## TASK INSTRUCTIONS:
a) Answer these questions using the passage about Dr. No:
(i) Who wrote the "James Bond Theme"?
(ii) On what date and at what venue did Dr. No premiere?
(iii) Which two TV programmes began the spy craze in the United Kingdom in 1961?
b) For each statement, say whether it agrees with the passage about Dr. No. Answer yes or no, and quote the words from the passage that decide it.
(i) Broccoli and Saltzman reached an agreement with United Artists.
(ii) Dr. No started the spy craze of the Sixties in the United Kingdom and the United States.
(iii) Dr. No grossed $2 million in its initial release in the United States.
c) Transcribe the passage about Dr. No between "Dr. No premiered" and "gross $59.6 million worldwide.", inclusive.

## EXTRACTED TEXT:
---
It was in 1961 that producers Albert R. Broccoli and  Harry Saltzman bought the rights to every single Bond novel except for Casino Royale (whose rights were in other hands at the time). They were unable to interest any of the Hollywood studios in Bond films, who felt the novels were "too British" or objected to the rather open sexuality in the novels. In the end Messrs. Broccoli and Saltzman made an agreement with United Artists. They founded Eon Productions in order to produce Dr. NoDr. No would have a very small budget compared to other Bond movies, only £1,000,000. Initially, out of that budget production designer Ken Adam with which to design sets. Fortunately, he successfully argued for another £6,000. Sean Connery, who would forever become identified with the role, was cast as James Bond after  Albert R. Broccoli saw him in, of all things, a Disney movie: Darby O'Gill and the Little People. The now well known "James Bond Theme" was written by Monty Norman.

Dr. No premiered 5 October 1962 at the London Pavilion, Piccadilly Circus. Its general release throughout the Untied Kingdom was the next day. The film proved to a smash hit in Britain, grossing £840,000 in its first two weeks of release. Dr. No would be released over the early month of 1962 in the various countries of Europe, where it would also do well. Finally, about seven months after its release in the United Kingdom, Dr. No was released in the United States on 8 May 1963. In the United States it repeated the success it had elsewhere, grossing $2 million in its initial release. In the end Dr. No would gross $59.6 million worldwide.

The most immediate impact of the success of Dr. No was that it launched the James Bond film franchise. While other movie series have many more entries, at 50 years in age the James Bond film series is the by far the longest running series in movie history. With the release of Skyfall next month, there will be 22 Bond movies produced by Eon Productions. In total the James Bond movies have grossed $5 billion in total, making it the highest grossing film series when adjusted for inflation.

Of course, here it must be pointed out that, contrary to popular belief, Dr. No did not start the spy craze that swept the United Kingdom and the United States in the Sixties. At the time of the release of Dr. No the United Kingdom was already in the midst of a spy craze that had begun with the TV programmes The Avengers and Danger Man in 1961. In fact, much of the success of Dr. No in the United Kingdom was perhaps due to the ongoing spy craze in Britain. With regards to the United States, The Man From U.N.C.L.E., the initial series in the American broadcast networks' cycle towards spy show, was initially conceived in late 1962, before the release of Dr. No in the United States. While Dr. No would in a large part be responsible for bringing the British spy craze to the Untied States, then, the first American show to capitalise on that craze was already in the works before the film had even been released in the Untied States.

While Dr. No did not start the spy craze of the Sixties, it did play a large role in intensifying it and probably gave the spy craze a longer lifespan than it might have had otherwise. In the wake of the success of Dr. No several other spy films (some wholly different from the James Bond films, others outright imitators, and yet others spy spoofs) would follow throughout nearly the rest of the Sixties. Some of these films would be successful enough to create short lived movie series in their own right. This was the era of Matt Helm (The Silencers, Murderers' Row, The Ambushers, The Wrecking Crew),  Harry Palmer (The Ipcress File, Funeral in Berlin, Billion Dollar Brain), and Derek Flint (Our Man Flint, In Like Flint). The next several years would see the release of such films as Hot Enough for June (1964), Modesty Blaise (1966), Fathom (1967), and The President's Analyst (1967). From 1964 to 1968 it would be difficult to avoid spy movies at one's local theatres.
---
## EXTRACTED ENTRIES:
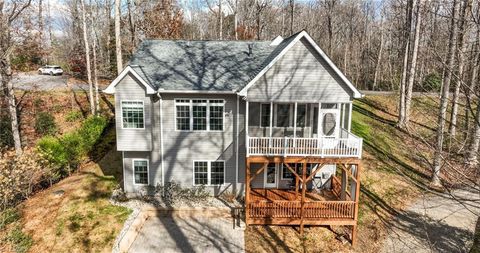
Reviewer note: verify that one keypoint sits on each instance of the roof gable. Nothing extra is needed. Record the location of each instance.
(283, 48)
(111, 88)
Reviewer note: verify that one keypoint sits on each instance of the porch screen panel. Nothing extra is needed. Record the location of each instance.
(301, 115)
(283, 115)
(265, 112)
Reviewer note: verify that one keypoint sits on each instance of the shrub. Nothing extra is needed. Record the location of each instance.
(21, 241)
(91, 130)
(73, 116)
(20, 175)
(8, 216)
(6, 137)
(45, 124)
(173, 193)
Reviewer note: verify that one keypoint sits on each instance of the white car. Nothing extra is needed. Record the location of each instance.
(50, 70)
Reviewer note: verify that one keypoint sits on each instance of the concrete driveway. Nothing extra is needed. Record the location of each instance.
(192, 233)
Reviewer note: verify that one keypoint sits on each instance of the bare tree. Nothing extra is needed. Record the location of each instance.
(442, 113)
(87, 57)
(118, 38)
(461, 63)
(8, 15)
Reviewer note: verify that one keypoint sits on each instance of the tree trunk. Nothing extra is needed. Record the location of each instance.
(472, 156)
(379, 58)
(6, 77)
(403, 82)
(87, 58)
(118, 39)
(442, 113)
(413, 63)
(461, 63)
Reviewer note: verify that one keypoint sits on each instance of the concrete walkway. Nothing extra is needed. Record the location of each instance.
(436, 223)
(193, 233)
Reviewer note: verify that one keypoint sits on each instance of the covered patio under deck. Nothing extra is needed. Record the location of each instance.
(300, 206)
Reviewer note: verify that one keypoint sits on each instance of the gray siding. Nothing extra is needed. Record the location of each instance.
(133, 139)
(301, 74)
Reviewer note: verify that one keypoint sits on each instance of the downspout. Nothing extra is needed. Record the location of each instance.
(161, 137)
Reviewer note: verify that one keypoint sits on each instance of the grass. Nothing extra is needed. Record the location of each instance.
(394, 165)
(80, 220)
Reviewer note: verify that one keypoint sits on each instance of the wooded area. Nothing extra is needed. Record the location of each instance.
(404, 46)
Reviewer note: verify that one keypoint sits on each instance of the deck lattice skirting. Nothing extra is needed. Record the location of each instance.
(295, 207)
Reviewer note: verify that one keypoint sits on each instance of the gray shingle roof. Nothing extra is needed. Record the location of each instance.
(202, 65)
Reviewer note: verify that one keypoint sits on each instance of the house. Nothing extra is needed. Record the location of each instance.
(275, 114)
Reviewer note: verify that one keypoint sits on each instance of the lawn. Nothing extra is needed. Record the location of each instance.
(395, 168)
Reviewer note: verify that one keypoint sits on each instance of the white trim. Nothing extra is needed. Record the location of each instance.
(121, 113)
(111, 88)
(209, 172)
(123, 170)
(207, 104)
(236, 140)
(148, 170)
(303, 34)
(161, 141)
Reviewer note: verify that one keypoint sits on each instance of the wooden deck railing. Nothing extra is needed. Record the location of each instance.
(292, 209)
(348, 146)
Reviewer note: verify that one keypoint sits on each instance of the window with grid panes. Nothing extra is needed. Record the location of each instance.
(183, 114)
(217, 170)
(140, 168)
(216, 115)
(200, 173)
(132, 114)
---
## OUTPUTS IN ORDER:
a)
(i) Monty Norman.
(ii) 5 October 1962, at the London Pavilion, Piccadilly Circus.
(iii) The Avengers and Danger Man.

b)
(i) Yes: "In the end Messrs. Broccoli and Saltzman made an agreement with United Artists."
(ii) No: "contrary to popular belief, Dr. No did not start the spy craze that swept the United Kingdom and the United States in the Sixties."
(iii) Yes: "In the United States it repeated the success it had elsewhere, grossing $2 million in its initial release."

c)
Dr. No premiered 5 October 1962 at the London Pavilion, Piccadilly Circus. Its general release throughout the Untied Kingdom was the next day. The film proved to a smash hit in Britain, grossing £840,000 in its first two weeks of release. Dr. No would be released over the early month of 1962 in the various countries of Europe, where it would also do well. Finally, about seven months after its release in the United Kingdom, Dr. No was released in the United States on 8 May 1963. In the United States it repeated the success it had elsewhere, grossing $2 million in its initial release. In the end Dr. No would gross $59.6 million worldwide.